A taxação de 50% imposta pelo presidente Donald Trump na importação de produtos brasileiros colocou Jair Bolsonaro (PL) em uma encruzilhada política. Se, de um lado, o ex-presidente colhe dividendos do apoio norte-americano em seu embate com o Supremo Tribunal Federal (STF), por outro, passa a ser acusado pelo governo de Luiz Inácio Lula da Silva (PT) de prejudicar economicamente o país ao priorizar suas disputas políticas.
Bolsonaro se pronunciou pela rede social X no domingo e deu uma pista sobre qual caminho deve seguir. Ele escreveu que “a carta do Presidente Donald Trump tem muito mais, ou quase tudo, a ver com valores e liberdade, do que com economia.” Também apontou que a forma de negociar com Trump a diminuição da tarifa comercial para o Brasil é a aprovação da anistia.
Nesta segunda-feira (14) voltou a publicar na rede social afirmando que a perseguição política traz risco para ele e para toda a população. “O sistema nunca quis apenas me tirar do caminho. A verdade é mais dura: querem me destruir por completo – eliminar fisicamente, como já tentaram – para que possam, enfim, alcançar você. O cidadão comum. A sua liberdade. A sua fé. A sua família. A sua forma de pensar. Sem que reste qualquer possibilidade de reação”, escreveu.
Mas o cenário ainda está em aberto e não está claro se Bolsonaro dobrará a aposta de Trump para recuperar sua elegibilidade ou buscará outras alternativas no momento em que lideranças do Centro diminuem o embate com o governo do presidente Lula para se posicionar contra Trump.
Na sexta-feira (11), Trump voltou a elogiar Bolsonaro, afirmando que o ex-presidente brasileiro está sendo tratado de forma “muito injusta” e relembrou quando negociou com ele durante seu primeiro mandato. “Eu o conheço bem [Bolsonaro]. Negociei com ele. Posso dizer que ele é um homem muito honesto”, afirmou Trump, em meio a críticas ao STF e a Lula. Bolsonaro destacou o papel de Trump como “o mais proeminente representante dos valores que sustentam a civilização ocidental”.

++++++

# [Problemas a resolver]
1. Reproduza sem alterações a parte do texto sobre a tarifa de Trump que vai de “A taxação de” até “suas disputas políticas.”, incluindo ambos os trechos.
2. Por favor, conte as linhas das entradas que contêm a palavra “walking”, levando em conta maiúsculas e minúsculas, e responda apenas com o número.

Listagem de dados:
++++++

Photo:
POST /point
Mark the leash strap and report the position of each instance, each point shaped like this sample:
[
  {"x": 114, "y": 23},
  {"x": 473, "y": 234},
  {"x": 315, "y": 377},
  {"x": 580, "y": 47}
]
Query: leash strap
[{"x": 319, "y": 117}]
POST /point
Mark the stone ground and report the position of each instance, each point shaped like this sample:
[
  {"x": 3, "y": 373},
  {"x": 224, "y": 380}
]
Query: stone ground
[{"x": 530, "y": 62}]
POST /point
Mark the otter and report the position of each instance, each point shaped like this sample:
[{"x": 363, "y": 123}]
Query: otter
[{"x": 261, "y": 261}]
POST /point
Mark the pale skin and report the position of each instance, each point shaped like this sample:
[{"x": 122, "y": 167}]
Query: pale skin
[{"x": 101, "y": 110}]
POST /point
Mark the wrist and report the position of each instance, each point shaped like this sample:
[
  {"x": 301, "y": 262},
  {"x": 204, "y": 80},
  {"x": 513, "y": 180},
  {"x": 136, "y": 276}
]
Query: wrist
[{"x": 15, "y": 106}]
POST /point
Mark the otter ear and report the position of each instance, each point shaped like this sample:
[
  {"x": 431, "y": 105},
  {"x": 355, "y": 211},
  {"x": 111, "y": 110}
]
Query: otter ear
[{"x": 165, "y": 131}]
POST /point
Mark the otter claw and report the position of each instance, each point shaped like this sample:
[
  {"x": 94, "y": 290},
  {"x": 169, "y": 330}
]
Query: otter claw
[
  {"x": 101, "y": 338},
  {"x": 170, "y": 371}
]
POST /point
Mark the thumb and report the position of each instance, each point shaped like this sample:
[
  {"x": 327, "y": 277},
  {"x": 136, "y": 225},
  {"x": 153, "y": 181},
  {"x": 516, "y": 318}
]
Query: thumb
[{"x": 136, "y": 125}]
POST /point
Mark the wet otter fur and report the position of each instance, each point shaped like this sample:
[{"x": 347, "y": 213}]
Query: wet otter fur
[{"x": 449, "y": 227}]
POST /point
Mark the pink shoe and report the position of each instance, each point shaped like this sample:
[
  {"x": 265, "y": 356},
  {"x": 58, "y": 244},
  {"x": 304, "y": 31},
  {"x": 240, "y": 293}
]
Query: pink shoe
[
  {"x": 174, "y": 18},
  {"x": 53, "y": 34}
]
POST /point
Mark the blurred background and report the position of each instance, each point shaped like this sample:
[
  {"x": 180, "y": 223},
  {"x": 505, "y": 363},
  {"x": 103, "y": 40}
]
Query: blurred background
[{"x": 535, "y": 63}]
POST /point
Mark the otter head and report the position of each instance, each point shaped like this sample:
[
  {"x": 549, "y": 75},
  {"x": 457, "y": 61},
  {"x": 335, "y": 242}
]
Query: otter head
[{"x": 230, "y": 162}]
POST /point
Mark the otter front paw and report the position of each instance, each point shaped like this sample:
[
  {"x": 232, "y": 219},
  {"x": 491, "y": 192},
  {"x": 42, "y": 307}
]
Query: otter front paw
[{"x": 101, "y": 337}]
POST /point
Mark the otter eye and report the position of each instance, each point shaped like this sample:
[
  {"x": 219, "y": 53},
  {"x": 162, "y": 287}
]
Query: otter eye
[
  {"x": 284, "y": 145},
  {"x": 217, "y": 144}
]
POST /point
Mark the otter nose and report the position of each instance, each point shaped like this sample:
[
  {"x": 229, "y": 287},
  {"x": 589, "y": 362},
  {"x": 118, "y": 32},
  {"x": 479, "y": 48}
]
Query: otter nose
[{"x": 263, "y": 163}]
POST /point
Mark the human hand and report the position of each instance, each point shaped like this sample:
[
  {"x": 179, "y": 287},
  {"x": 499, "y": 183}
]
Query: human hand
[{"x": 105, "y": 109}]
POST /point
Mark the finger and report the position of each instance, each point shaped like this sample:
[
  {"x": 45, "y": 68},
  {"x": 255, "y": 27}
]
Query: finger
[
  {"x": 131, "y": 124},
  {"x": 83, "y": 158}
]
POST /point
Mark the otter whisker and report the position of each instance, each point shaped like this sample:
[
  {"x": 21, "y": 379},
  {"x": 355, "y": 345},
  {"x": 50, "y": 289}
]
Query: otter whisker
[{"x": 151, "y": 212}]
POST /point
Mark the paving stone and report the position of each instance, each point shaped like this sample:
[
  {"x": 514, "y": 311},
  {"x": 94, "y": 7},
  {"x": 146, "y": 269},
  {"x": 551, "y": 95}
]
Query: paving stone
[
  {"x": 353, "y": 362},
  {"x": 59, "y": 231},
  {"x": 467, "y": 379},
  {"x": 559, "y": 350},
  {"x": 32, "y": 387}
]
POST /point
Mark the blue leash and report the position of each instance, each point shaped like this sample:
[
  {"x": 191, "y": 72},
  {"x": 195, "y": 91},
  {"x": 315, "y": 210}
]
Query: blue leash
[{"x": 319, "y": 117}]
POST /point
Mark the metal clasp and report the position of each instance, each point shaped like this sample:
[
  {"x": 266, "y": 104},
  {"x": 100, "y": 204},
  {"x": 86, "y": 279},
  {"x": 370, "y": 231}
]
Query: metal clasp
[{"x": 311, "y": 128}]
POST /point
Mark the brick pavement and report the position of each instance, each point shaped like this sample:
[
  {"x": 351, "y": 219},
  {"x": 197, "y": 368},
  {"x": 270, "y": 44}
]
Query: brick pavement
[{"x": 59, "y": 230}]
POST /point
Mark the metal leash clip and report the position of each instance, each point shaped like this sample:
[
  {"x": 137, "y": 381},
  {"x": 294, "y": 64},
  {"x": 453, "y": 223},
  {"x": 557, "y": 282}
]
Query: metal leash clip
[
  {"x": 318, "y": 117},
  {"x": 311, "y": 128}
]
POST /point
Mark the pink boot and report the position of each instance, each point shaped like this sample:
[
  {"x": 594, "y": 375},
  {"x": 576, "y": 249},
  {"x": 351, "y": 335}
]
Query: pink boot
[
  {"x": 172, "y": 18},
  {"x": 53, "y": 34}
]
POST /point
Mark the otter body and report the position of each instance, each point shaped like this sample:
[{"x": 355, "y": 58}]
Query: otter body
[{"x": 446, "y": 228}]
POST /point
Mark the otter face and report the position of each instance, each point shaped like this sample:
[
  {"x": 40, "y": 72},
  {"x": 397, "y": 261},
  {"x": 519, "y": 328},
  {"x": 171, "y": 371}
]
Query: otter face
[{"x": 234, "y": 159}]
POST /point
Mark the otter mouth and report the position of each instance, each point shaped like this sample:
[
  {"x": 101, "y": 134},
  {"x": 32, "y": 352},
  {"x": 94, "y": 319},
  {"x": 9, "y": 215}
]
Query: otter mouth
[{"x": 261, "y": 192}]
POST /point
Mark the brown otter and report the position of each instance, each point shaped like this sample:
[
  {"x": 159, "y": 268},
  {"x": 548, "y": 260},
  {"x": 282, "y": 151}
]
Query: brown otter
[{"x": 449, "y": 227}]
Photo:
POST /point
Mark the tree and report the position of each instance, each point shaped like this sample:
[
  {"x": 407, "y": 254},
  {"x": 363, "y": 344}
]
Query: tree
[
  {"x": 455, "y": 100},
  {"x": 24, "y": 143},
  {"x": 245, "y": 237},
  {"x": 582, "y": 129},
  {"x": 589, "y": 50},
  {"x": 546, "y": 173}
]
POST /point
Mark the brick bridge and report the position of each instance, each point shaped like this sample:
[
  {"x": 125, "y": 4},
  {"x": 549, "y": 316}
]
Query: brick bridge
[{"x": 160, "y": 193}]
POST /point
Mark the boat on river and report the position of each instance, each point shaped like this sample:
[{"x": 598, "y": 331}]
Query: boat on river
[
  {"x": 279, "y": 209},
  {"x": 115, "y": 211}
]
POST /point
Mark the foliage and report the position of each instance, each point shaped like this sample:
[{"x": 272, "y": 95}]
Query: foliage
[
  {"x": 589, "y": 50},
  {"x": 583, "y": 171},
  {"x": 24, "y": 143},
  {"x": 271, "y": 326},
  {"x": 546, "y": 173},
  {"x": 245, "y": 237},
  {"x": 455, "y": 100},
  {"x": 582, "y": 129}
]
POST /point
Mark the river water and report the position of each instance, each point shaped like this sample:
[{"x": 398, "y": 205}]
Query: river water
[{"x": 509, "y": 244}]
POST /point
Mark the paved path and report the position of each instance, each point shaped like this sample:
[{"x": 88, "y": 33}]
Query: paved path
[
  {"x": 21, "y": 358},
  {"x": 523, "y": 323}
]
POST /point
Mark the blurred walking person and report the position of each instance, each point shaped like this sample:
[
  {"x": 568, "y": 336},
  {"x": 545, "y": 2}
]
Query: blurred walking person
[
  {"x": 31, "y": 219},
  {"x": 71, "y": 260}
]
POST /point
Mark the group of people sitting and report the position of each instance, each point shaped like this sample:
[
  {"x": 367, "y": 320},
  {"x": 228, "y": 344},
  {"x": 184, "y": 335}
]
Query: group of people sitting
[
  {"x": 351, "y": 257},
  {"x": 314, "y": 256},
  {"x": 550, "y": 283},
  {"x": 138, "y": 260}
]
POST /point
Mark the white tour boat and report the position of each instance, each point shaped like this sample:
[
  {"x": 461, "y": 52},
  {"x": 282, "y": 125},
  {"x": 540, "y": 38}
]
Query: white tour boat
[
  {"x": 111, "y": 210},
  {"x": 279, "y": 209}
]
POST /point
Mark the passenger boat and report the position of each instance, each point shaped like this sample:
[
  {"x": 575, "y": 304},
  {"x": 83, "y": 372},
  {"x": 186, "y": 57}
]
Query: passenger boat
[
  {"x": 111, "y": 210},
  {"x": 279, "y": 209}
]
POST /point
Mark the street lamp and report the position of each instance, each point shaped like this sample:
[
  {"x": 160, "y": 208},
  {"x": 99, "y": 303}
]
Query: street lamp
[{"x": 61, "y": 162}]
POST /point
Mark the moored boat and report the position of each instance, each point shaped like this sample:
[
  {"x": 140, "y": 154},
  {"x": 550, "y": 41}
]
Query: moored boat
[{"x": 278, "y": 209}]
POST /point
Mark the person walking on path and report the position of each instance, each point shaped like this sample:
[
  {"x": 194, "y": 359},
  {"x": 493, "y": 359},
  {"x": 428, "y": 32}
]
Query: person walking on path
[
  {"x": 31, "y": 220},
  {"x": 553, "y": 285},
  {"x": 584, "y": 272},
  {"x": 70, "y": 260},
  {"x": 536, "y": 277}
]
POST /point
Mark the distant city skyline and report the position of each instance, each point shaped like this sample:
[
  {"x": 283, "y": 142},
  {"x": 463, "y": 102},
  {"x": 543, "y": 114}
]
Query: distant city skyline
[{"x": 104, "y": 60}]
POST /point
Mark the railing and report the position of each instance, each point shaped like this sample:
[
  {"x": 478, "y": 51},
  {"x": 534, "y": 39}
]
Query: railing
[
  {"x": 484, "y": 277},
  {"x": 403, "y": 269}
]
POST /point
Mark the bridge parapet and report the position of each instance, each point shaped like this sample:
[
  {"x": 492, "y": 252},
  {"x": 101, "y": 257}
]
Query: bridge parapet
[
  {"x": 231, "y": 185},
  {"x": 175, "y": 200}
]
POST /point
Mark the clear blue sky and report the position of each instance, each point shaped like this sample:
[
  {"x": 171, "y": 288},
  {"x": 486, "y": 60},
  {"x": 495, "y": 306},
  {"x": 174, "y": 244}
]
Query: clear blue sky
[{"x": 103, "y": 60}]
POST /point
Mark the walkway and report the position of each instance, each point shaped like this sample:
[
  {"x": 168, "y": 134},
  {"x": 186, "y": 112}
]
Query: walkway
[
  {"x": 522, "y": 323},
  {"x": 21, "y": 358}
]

++++++

# [Lista de respostas]
1.
A taxação de 50% imposta pelo presidente Donald Trump na importação de produtos brasileiros colocou Jair Bolsonaro (PL) em uma encruzilhada política. Se, de um lado, o ex-presidente colhe dividendos do apoio norte-americano em seu embate com o Supremo Tribunal Federal (STF), por outro, passa a ser acusado pelo governo de Luiz Inácio Lula da Silva (PT) de prejudicar economicamente o país ao priorizar suas disputas políticas.

2. 4